Yapacakların:
1 > Metin bölümünde "Yıllar ama yıllar" ile başlayıp "Duvarlar arınır biraz." ifadesine kadar süren kısmı olduğu gibi döndür.
2 > Metin bölümüne göre anlatıcı şimdi okumalarının yönünü nereye çevirmiş?

------ Metin Bölümü ------

Yıllar ama yıllar önce mitolojiden (Yunan Mitolojisi) esin alan kitapları okurken, ben de Türk Mitolojisinden esinlenen bir kitap yazmak istiyorum, demiştim. İnsanlar yapacaklarını önceden mi karar veriyor ne. Şimdi okumalarımın yönünü Doğu’ya çevirdim.

Uyumak istemiyorum. Okumak için zaman çok geç. Sabah güneşini beklemek istiyorum, gençliğimdeki gibi. Kapının önünden koyunlar çıngırak seslerinin eşliğinde geçerdi. At arabalarının tekerlekleri kendi seslerini ve sessiz uykulu insanları taşırdı, tarlalara doğru. Burada şimdi martılar eşlik ediyor sabaha. Kuşlar. Arabaların homurtularını duymuyorum. Var ama işitmiyorum. Bu evi boyatmak lazım. Duvarlar arınır biraz.

Buzdolabı çalışıyor. Çay koymalı. Kahve de olabilir. İnsanların telaşa uyanmalarına henüz zaman var. Uykusuzlar da bir kahve içer belki, kim bilir.

------ Kayıtlı Veriler ------

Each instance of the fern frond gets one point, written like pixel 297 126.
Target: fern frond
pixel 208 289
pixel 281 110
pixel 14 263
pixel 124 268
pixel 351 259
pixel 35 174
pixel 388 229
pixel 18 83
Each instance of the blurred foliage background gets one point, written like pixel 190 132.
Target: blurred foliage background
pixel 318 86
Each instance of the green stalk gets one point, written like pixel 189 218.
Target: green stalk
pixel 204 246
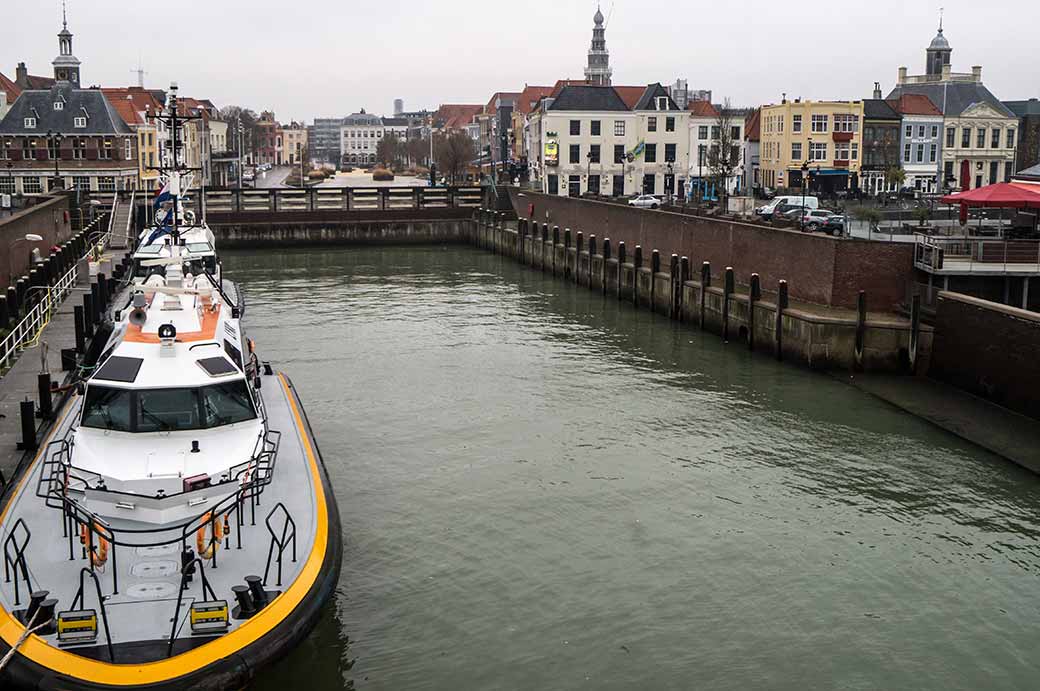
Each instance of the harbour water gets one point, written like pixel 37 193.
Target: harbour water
pixel 542 488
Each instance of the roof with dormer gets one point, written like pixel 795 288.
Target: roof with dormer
pixel 101 117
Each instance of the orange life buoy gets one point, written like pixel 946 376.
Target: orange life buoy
pixel 207 547
pixel 100 556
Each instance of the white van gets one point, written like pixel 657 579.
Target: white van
pixel 787 202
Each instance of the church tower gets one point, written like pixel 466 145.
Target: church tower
pixel 938 53
pixel 598 71
pixel 66 65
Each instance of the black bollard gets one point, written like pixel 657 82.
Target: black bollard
pixel 27 411
pixel 46 402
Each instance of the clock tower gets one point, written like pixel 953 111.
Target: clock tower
pixel 66 65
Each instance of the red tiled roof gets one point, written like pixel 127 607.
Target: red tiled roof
pixel 457 116
pixel 630 95
pixel 130 102
pixel 9 87
pixel 753 126
pixel 529 98
pixel 914 104
pixel 702 109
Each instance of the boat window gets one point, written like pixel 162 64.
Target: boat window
pixel 166 410
pixel 226 404
pixel 107 408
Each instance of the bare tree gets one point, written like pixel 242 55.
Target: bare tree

------

Cevap Anahtarı:
1 >
Yıllar ama yıllar önce mitolojiden (Yunan Mitolojisi) esin alan kitapları okurken, ben de Türk Mitolojisinden esinlenen bir kitap yazmak istiyorum, demiştim. İnsanlar yapacaklarını önceden mi karar veriyor ne. Şimdi okumalarımın yönünü Doğu’ya çevirdim.

Uyumak istemiyorum. Okumak için zaman çok geç. Sabah güneşini beklemek istiyorum, gençliğimdeki gibi. Kapının önünden koyunlar çıngırak seslerinin eşliğinde geçerdi. At arabalarının tekerlekleri kendi seslerini ve sessiz uykulu insanları taşırdı, tarlalara doğru. Burada şimdi martılar eşlik ediyor sabaha. Kuşlar. Arabaların homurtularını duymuyorum. Var ama işitmiyorum. Bu evi boyatmak lazım. Duvarlar arınır biraz.

2 > Doğu'ya.